··· The data ···
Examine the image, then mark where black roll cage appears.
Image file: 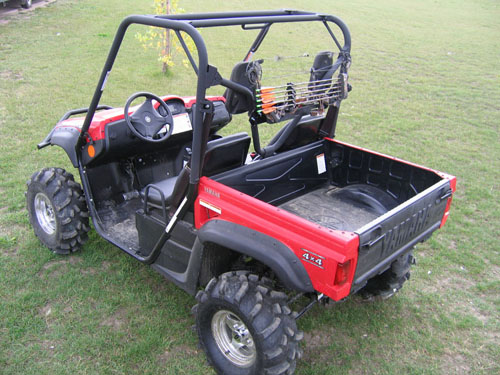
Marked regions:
[75,10,351,264]
[75,10,351,185]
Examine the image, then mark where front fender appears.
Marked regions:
[198,220,314,292]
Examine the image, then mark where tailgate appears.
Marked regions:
[351,179,452,293]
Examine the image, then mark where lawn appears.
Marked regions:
[0,0,500,375]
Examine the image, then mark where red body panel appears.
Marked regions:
[195,177,359,301]
[57,95,226,141]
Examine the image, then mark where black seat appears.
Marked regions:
[140,133,250,208]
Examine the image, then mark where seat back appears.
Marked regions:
[203,133,250,176]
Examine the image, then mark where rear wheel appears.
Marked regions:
[26,168,90,254]
[193,271,303,375]
[359,251,415,300]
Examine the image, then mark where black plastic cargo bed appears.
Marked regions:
[327,141,452,292]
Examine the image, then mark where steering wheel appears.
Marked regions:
[123,92,174,142]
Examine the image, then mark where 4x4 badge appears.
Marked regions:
[301,249,325,270]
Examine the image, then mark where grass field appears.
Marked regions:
[0,0,500,375]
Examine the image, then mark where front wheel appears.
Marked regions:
[193,271,303,375]
[26,168,90,254]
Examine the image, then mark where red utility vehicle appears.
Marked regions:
[27,10,456,374]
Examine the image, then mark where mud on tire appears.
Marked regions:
[26,168,90,254]
[359,251,415,300]
[193,271,304,375]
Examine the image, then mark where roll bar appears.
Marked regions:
[75,9,351,185]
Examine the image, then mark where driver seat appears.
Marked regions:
[140,133,250,212]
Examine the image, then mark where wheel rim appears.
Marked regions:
[35,193,56,234]
[212,310,257,367]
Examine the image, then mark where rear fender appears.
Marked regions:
[198,220,314,292]
[38,126,80,168]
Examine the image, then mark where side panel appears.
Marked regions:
[198,219,314,292]
[195,177,359,300]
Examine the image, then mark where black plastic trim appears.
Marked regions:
[198,220,314,292]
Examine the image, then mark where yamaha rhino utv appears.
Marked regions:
[26,10,456,375]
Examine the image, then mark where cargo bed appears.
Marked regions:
[214,139,455,292]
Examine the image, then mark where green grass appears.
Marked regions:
[0,0,500,375]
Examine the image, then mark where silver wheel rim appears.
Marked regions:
[212,310,257,367]
[35,193,56,234]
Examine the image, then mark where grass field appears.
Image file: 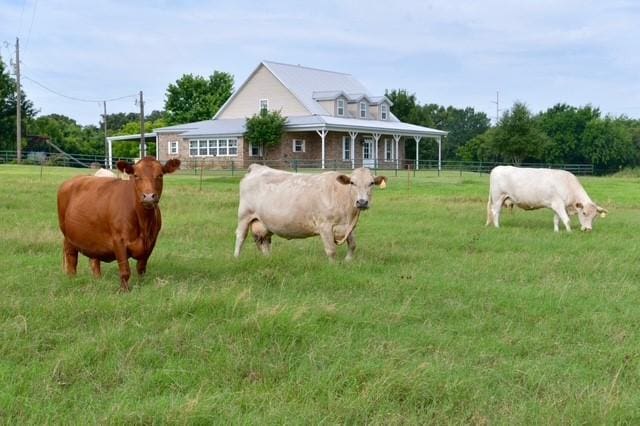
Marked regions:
[0,166,640,424]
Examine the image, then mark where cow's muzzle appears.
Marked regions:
[141,194,160,209]
[356,199,369,210]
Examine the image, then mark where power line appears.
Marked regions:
[22,75,138,103]
[24,0,38,50]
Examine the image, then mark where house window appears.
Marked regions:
[198,140,209,157]
[168,141,178,155]
[360,102,367,118]
[380,104,389,120]
[189,139,238,157]
[293,139,305,152]
[227,139,238,157]
[384,139,397,161]
[342,136,351,161]
[207,139,218,157]
[260,99,269,114]
[249,144,262,157]
[336,99,344,117]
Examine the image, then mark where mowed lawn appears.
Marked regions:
[0,165,640,424]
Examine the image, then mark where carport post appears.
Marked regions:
[349,131,358,169]
[438,136,442,176]
[316,129,329,169]
[413,135,422,170]
[107,138,113,169]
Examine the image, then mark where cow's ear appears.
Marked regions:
[336,175,351,185]
[116,160,133,175]
[596,205,609,217]
[373,176,387,189]
[162,158,180,174]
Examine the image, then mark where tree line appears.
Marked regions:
[0,54,640,171]
[386,90,640,172]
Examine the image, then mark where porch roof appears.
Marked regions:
[155,115,448,138]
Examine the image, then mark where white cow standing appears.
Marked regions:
[234,164,387,260]
[486,166,607,232]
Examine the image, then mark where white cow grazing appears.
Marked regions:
[487,166,607,232]
[234,164,387,260]
[93,168,118,178]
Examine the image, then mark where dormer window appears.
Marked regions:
[260,99,269,114]
[360,102,367,118]
[336,99,344,117]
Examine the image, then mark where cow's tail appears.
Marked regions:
[62,242,67,272]
[484,194,493,226]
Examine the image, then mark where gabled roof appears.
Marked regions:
[213,61,393,119]
[156,115,448,138]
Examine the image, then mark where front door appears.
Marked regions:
[362,139,375,168]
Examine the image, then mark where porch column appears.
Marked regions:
[349,131,358,169]
[437,136,442,173]
[413,135,422,170]
[107,138,113,169]
[371,133,382,169]
[393,134,402,170]
[316,129,329,169]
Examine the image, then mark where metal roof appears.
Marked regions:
[154,115,448,138]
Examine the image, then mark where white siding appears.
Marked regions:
[217,65,310,118]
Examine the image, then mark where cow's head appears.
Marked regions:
[336,167,387,210]
[575,202,609,231]
[116,157,180,209]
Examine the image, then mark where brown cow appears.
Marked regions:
[58,157,180,291]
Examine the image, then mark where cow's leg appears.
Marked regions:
[484,197,493,226]
[114,241,131,291]
[62,238,78,276]
[250,220,273,256]
[491,198,502,228]
[89,259,102,278]
[233,217,251,257]
[255,234,271,256]
[344,229,356,260]
[136,257,149,276]
[320,226,336,260]
[551,203,571,232]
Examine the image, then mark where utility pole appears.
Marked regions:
[140,90,147,158]
[16,37,22,164]
[102,101,111,169]
[491,92,500,126]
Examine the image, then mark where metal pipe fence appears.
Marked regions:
[0,151,596,176]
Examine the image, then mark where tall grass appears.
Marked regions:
[0,166,640,424]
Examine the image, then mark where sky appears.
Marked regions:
[0,0,640,125]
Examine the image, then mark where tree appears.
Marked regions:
[244,111,287,148]
[539,104,600,163]
[580,117,638,170]
[164,71,233,125]
[27,114,104,155]
[0,58,36,151]
[491,102,549,165]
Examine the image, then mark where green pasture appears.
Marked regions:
[0,165,640,425]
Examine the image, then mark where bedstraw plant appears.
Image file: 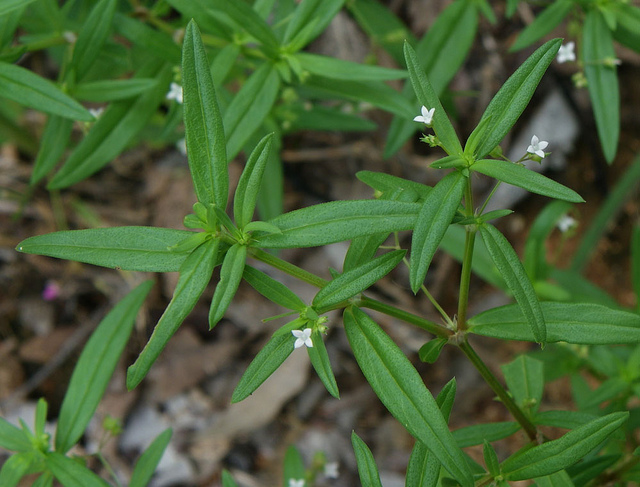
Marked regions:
[8,21,640,487]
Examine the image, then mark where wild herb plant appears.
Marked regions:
[12,21,640,486]
[507,0,640,163]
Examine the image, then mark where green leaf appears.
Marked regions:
[409,171,468,294]
[16,227,194,272]
[582,8,620,163]
[296,52,408,81]
[70,0,117,80]
[74,78,158,102]
[182,20,229,210]
[0,418,31,451]
[0,451,38,487]
[127,240,219,390]
[502,411,629,481]
[307,330,340,399]
[242,265,306,311]
[209,243,247,329]
[469,39,562,159]
[256,200,420,249]
[45,452,109,487]
[231,333,293,403]
[351,432,382,487]
[30,115,73,185]
[469,302,640,345]
[0,0,36,15]
[469,159,584,203]
[47,59,172,189]
[55,281,153,453]
[344,308,473,486]
[0,62,93,122]
[510,0,575,51]
[480,223,547,344]
[312,250,406,312]
[129,429,173,487]
[233,134,273,229]
[500,355,544,413]
[404,42,462,156]
[453,421,520,448]
[224,63,280,159]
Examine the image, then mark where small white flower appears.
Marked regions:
[558,41,576,63]
[166,83,182,103]
[291,328,313,348]
[527,135,549,159]
[413,106,436,125]
[324,462,338,479]
[557,215,578,233]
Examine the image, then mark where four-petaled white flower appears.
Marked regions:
[324,462,338,479]
[291,328,313,348]
[166,82,182,103]
[413,106,436,125]
[527,135,549,159]
[558,41,576,63]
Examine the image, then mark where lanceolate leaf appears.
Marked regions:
[469,302,640,345]
[256,200,420,249]
[470,159,584,203]
[344,308,473,487]
[127,240,219,390]
[469,39,562,159]
[480,223,547,344]
[0,62,93,122]
[231,333,294,403]
[55,281,153,453]
[404,43,462,155]
[209,244,247,329]
[16,227,195,272]
[582,8,620,163]
[351,432,382,487]
[409,171,467,293]
[313,250,406,312]
[501,411,629,481]
[129,429,173,487]
[182,20,229,210]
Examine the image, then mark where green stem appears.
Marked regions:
[459,337,538,441]
[249,248,329,288]
[358,296,453,339]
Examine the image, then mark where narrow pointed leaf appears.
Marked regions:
[351,432,382,487]
[470,159,584,203]
[209,244,247,329]
[409,171,467,294]
[344,308,473,487]
[501,411,629,481]
[582,8,620,163]
[182,20,229,210]
[242,265,306,311]
[129,429,173,487]
[469,39,562,159]
[480,223,547,344]
[404,43,462,155]
[307,330,340,399]
[233,134,273,229]
[0,62,93,122]
[469,302,640,345]
[256,200,420,248]
[313,250,406,309]
[127,240,219,390]
[55,281,153,453]
[16,227,194,272]
[231,332,294,403]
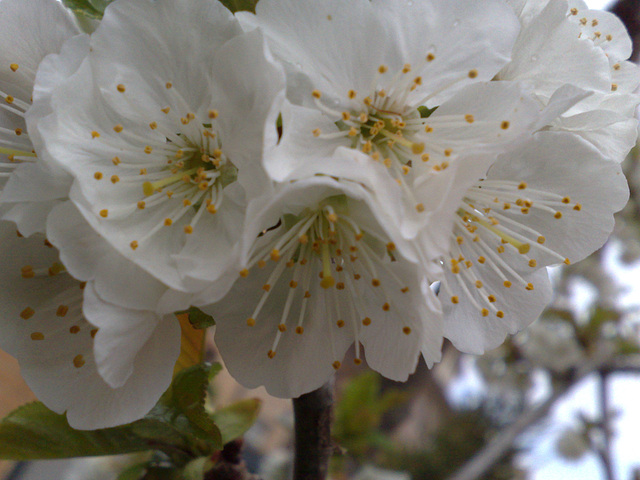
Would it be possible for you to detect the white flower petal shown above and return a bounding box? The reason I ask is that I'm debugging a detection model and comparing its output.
[376,0,520,105]
[82,282,180,388]
[439,264,552,355]
[202,176,441,397]
[39,0,284,290]
[0,222,179,429]
[499,0,611,99]
[0,0,79,103]
[47,201,167,310]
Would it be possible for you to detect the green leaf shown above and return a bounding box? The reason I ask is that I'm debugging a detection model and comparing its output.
[0,402,150,460]
[220,0,258,13]
[182,457,213,480]
[418,105,438,118]
[176,307,216,329]
[211,398,262,445]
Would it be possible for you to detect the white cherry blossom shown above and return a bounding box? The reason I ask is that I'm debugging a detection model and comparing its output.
[0,0,185,428]
[202,155,442,397]
[39,0,283,291]
[0,221,180,429]
[440,132,629,353]
[497,0,640,162]
[239,0,540,265]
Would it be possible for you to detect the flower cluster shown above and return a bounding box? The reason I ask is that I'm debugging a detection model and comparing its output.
[0,0,640,428]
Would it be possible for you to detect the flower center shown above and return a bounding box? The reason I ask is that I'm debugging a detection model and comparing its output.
[92,102,238,250]
[240,195,411,369]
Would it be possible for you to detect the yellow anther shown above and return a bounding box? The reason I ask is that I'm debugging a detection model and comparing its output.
[21,265,36,278]
[411,142,424,155]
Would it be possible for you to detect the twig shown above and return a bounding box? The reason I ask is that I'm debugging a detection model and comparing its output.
[598,371,616,480]
[448,356,609,480]
[293,380,333,480]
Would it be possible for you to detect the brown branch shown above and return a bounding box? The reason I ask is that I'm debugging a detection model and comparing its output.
[293,380,333,480]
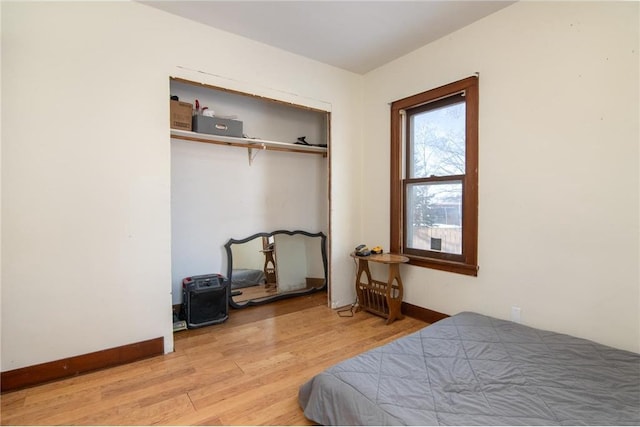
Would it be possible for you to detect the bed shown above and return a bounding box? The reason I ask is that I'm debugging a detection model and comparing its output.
[298,312,640,425]
[231,268,267,289]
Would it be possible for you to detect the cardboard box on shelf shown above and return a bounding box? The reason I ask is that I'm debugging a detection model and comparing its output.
[171,100,193,130]
[193,116,242,138]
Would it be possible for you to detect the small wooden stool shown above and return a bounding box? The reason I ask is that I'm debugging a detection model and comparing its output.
[351,252,409,325]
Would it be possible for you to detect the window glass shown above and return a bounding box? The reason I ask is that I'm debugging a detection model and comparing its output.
[405,181,462,255]
[409,101,465,178]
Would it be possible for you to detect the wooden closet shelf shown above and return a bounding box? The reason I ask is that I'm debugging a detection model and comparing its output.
[171,129,327,156]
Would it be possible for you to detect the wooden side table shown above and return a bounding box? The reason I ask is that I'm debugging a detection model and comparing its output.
[351,252,409,325]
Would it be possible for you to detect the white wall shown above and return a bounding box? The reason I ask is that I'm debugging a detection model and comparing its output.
[361,2,640,351]
[1,2,361,371]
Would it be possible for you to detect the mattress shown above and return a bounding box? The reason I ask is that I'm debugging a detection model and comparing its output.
[231,268,267,289]
[298,312,640,425]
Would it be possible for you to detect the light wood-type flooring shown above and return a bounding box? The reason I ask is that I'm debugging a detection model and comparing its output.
[0,292,426,425]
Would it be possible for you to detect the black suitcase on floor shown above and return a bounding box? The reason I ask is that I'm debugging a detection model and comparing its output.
[182,274,229,329]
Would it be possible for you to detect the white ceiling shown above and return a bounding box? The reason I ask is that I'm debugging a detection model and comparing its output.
[140,0,514,74]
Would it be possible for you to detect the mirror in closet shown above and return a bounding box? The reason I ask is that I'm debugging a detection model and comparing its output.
[224,230,327,308]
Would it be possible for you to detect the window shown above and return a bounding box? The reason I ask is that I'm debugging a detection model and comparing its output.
[391,77,478,276]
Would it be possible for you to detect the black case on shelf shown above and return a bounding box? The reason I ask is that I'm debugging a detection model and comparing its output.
[182,274,229,329]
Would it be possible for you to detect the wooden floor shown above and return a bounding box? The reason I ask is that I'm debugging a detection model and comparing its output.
[0,292,426,425]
···
Render the entries as a Markdown table with the columns Row and Line, one numbered row per line, starting at the beginning of the entries and ending at the line that contains "[57,95,226,141]". Leave out blank lines and pictures.

Written response -
| Row | Line |
|---|---|
| 1 | Examine the image, then mark where black roll cage appears. |
| 2 | Image file:  |
| 3 | Marked regions: |
| 4 | [75,10,351,264] |
| 5 | [75,10,351,185] |
| 6 | Examine the image, then mark where front fender appears. |
| 7 | Marked regions: |
| 8 | [198,220,314,292] |
| 9 | Examine the image, then mark where tailgate appears. |
| 10 | Marked regions: |
| 11 | [351,179,452,293] |
| 12 | Examine the image, then mark where lawn appears. |
| 13 | Marked regions: |
| 14 | [0,0,500,375] |
| 15 | Examine the image, then mark where red body panel appears. |
| 16 | Marked regions: |
| 17 | [195,177,359,301] |
| 18 | [57,95,226,141] |